• **To be done**:
1 > In the Stephen Westfall passage, retype the text starting with "After an art" and going on through "Magazine in 1981.".
2 > Name every architect mentioned in the Stephen Westfall passage.

• **Selection**:

☆ ☆ ☆

Stephen Westfall (born 1953 Schenectady, New York) is an American painter, critic, and professor at Rutgers University and Bard College.[1]


When Stephen Westfall was an adolescent, he was fascinated by the social spaces created by architecture. By age twelve, he was bringing home books about Louis Kahn, Le Corbusier, and Luis Barragán, architects who carved up space with colored walls.[2] Barragan was more polychromatic, but even white was a color for Corbusier, who also added color to his interior walls in his chapel masterpiece. Stephen Westfall attended University of California, Santa Barbara with a B.A. and M.F.A. in 1978.[3]

After an art class taken at the College of Creative Studies in Santa Barbara which further ignited his already creative spirit, he picked up an art major to go with a Literature major. As a student, he loved 60’s American abstract painting because it seemed to address interior space with the same forthrightness that the architects he admired addressed exterior space.[citation needed] He later received his Master of Fine Arts also from the University of California, Santa Barbara. While he was still an undergraduate, he also began writing art criticism for Art Week, then the only art magazine on the west coast. He has continued to write art criticism after he moved to New York (state), beginning with Arts Magazine in 1981.

☆ ☆ ☆

• **Record excerpts**:
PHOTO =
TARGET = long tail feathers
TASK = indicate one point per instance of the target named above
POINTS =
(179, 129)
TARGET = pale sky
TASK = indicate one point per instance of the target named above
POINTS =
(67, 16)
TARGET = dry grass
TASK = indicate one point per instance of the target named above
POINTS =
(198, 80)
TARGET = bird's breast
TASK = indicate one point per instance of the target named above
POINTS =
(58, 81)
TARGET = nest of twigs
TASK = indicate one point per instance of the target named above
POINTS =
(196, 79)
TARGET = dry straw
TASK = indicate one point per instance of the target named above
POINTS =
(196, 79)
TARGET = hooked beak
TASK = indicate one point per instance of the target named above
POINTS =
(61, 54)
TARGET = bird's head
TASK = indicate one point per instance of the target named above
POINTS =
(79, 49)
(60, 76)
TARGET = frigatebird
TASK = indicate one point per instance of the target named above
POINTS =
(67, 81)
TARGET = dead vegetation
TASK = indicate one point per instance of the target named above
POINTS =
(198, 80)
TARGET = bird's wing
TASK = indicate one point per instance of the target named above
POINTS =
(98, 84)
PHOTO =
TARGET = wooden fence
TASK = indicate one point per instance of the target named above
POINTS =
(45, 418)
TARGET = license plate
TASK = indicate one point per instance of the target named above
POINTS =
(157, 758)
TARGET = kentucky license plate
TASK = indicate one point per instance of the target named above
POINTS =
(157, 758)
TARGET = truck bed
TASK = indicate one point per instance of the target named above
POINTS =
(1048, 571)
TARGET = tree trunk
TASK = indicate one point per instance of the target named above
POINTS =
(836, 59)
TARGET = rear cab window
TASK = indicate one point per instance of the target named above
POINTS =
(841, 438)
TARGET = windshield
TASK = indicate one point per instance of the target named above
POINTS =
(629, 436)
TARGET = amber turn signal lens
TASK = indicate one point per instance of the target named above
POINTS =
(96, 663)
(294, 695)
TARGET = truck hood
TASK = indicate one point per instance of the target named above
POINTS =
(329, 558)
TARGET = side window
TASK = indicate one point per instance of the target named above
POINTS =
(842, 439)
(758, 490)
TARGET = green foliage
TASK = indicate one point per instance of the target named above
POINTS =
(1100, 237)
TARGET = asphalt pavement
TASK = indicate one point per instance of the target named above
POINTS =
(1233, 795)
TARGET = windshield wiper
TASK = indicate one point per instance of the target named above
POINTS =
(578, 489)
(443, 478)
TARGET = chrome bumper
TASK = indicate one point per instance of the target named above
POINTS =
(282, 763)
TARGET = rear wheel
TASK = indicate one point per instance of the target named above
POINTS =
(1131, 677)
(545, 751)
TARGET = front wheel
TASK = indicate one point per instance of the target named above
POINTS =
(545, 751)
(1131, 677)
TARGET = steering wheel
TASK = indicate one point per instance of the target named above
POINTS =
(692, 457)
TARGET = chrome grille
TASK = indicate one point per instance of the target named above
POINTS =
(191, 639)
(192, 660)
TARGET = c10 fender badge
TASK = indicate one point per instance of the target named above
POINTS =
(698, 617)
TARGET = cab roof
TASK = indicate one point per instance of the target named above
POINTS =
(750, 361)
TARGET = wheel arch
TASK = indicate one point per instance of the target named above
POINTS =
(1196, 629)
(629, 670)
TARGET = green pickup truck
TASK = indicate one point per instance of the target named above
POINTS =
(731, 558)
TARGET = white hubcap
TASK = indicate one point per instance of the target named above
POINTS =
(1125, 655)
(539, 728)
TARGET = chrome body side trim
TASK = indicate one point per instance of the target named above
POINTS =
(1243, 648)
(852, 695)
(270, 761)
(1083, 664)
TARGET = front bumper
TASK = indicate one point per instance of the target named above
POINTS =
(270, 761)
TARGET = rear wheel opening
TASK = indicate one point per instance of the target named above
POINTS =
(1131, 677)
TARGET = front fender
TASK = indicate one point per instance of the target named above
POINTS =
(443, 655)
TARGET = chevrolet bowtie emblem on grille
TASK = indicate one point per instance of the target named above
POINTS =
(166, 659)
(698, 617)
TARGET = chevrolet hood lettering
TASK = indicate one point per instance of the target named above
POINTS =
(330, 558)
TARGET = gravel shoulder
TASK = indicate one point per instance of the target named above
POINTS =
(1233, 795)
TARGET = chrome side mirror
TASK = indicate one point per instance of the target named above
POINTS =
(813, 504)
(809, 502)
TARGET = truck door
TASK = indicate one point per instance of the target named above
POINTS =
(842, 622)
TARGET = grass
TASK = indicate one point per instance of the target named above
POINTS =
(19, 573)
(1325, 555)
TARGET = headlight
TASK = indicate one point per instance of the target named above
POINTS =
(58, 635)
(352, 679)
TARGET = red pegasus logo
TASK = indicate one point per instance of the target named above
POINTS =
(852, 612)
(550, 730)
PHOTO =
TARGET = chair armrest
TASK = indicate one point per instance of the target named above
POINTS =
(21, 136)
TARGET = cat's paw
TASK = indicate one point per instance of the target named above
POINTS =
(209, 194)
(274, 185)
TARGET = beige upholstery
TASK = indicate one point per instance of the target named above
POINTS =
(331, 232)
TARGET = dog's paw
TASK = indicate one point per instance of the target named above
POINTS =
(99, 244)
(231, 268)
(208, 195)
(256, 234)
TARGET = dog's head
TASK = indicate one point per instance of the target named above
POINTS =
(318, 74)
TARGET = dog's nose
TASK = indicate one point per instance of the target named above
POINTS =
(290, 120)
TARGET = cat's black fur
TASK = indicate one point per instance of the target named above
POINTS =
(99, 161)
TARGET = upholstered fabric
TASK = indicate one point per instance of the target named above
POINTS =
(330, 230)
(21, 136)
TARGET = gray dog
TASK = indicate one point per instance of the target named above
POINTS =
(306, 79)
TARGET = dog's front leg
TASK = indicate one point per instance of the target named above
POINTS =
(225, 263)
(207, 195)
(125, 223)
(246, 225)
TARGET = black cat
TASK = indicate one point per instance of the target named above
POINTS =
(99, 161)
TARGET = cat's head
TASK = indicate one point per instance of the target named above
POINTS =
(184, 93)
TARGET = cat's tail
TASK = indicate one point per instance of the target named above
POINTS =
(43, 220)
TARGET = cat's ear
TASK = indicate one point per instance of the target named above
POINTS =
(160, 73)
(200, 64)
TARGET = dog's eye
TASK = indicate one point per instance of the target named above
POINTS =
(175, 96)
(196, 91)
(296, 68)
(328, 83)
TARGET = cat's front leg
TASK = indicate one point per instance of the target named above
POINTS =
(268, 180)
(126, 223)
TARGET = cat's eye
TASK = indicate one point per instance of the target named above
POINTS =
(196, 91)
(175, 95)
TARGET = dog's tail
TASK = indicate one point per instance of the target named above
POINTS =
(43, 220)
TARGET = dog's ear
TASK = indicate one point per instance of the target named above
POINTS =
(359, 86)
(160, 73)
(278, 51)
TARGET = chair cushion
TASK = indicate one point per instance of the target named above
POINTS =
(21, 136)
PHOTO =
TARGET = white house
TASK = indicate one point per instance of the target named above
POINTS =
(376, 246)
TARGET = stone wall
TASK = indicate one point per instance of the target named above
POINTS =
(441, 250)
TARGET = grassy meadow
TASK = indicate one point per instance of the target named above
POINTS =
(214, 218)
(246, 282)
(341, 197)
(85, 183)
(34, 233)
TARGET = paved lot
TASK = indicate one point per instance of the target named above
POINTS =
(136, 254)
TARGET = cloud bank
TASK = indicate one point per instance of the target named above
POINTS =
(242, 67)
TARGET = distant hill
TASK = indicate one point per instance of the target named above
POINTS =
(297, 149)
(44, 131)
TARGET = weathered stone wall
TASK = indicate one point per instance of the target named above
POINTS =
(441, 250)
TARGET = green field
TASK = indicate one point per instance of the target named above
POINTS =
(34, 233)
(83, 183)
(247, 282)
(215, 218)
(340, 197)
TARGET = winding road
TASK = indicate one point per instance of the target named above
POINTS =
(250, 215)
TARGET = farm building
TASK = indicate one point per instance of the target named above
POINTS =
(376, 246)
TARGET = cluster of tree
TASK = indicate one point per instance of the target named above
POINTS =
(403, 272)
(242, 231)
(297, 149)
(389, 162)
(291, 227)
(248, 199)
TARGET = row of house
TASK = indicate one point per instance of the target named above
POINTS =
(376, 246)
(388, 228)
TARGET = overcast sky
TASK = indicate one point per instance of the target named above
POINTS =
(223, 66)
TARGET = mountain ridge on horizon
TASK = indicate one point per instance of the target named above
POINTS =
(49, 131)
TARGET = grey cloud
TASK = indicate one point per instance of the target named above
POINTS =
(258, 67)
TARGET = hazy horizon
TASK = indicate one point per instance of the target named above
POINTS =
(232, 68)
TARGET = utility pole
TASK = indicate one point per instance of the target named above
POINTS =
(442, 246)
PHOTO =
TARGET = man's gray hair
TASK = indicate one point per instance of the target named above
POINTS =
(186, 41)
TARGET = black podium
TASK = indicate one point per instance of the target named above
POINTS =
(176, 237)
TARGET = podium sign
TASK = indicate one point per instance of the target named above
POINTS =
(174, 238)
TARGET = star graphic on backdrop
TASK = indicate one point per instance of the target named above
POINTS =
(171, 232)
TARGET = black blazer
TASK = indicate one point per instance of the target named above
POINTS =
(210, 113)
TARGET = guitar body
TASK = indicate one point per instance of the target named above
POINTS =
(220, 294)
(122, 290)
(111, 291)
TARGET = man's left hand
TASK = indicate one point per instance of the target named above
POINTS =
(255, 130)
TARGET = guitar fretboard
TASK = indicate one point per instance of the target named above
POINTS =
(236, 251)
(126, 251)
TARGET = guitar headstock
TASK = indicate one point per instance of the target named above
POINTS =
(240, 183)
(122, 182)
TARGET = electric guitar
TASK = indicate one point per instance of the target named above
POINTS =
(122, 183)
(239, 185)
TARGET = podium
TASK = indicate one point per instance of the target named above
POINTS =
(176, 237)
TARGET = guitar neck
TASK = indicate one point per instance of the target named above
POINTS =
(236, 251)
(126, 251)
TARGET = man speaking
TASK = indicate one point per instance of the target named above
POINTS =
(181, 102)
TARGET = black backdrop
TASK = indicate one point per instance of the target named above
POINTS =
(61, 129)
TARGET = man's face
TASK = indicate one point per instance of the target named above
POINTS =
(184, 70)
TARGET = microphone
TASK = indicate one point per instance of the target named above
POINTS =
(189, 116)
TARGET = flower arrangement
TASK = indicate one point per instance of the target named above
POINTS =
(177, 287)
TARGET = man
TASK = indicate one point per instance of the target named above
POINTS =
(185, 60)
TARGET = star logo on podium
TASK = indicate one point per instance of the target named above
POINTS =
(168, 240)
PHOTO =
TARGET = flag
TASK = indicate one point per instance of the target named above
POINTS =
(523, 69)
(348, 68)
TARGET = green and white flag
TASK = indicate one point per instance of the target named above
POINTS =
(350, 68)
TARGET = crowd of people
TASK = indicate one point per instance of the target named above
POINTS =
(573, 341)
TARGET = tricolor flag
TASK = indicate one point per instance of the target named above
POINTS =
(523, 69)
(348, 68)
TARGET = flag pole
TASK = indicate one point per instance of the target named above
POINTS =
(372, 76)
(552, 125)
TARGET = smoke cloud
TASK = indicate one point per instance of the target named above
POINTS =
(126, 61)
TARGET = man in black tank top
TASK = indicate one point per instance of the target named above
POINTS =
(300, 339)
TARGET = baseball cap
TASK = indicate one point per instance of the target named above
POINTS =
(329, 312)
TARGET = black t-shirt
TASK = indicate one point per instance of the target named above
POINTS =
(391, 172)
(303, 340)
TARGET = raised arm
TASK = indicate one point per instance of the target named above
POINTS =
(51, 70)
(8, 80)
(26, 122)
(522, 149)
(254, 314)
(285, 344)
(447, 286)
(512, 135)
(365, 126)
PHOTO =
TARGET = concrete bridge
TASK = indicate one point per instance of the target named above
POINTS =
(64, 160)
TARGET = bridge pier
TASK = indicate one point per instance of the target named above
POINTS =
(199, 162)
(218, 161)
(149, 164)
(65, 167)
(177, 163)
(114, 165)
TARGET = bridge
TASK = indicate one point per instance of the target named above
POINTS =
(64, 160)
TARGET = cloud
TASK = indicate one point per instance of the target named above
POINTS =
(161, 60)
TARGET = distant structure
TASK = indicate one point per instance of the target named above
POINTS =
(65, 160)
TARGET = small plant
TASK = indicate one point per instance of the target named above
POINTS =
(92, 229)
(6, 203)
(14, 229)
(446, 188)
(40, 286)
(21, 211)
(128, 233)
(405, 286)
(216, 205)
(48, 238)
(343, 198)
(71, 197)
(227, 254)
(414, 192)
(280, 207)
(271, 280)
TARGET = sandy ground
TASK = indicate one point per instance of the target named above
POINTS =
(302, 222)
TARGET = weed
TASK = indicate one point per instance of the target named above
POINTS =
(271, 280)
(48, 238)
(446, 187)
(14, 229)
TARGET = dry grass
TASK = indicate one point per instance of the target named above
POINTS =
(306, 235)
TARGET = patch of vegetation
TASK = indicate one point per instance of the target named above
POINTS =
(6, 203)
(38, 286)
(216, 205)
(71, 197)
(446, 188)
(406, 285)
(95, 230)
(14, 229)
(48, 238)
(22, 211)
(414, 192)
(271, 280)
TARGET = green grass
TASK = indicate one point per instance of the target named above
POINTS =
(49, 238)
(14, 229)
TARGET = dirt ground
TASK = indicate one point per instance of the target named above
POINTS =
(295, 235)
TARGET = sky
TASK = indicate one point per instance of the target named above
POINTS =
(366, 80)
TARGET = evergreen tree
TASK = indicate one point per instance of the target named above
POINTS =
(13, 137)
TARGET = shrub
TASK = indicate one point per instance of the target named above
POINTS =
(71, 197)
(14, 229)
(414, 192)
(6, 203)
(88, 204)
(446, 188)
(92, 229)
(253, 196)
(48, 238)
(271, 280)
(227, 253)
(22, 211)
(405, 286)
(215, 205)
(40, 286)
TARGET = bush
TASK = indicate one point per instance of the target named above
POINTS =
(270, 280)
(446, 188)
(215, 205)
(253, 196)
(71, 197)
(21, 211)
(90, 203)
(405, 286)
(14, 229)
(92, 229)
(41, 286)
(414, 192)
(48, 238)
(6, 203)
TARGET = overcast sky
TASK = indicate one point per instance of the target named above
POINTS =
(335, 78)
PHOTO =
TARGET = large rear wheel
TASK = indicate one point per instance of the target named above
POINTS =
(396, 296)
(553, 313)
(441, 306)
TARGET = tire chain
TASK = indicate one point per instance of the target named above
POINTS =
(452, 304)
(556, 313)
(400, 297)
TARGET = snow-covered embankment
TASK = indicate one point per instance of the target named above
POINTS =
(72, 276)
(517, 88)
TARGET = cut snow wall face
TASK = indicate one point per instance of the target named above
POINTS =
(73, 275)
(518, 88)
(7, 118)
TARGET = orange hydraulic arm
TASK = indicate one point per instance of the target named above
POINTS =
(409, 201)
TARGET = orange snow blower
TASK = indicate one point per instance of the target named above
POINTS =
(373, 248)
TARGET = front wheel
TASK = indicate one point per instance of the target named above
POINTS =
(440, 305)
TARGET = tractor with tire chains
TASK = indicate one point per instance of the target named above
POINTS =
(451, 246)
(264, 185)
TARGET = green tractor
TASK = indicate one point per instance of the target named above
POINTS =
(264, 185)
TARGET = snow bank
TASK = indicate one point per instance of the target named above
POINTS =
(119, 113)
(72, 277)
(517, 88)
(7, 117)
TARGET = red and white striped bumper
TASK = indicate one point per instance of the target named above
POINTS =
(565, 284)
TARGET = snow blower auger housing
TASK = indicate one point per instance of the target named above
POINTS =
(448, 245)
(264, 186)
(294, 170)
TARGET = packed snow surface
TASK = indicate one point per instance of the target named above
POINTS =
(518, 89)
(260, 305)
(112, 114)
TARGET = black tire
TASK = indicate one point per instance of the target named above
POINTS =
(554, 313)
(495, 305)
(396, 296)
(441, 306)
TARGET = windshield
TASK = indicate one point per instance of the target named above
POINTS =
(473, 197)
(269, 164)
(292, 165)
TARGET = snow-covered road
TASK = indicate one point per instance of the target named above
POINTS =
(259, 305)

☆ ☆ ☆

• **Solution list**:
1 >
After an art class taken at the College of Creative Studies in Santa Barbara which further ignited his already creative spirit, he picked up an art major to go with a Literature major. As a student, he loved 60’s American abstract painting because it seemed to address interior space with the same forthrightness that the architects he admired addressed exterior space.[citation needed] He later received his Master of Fine Arts also from the University of California, Santa Barbara. While he was still an undergraduate, he also began writing art criticism for Art Week, then the only art magazine on the west coast. He has continued to write art criticism after he moved to New York (state), beginning with Arts Magazine in 1981.

2 > Louis Kahn, Le Corbusier, Luis Barragán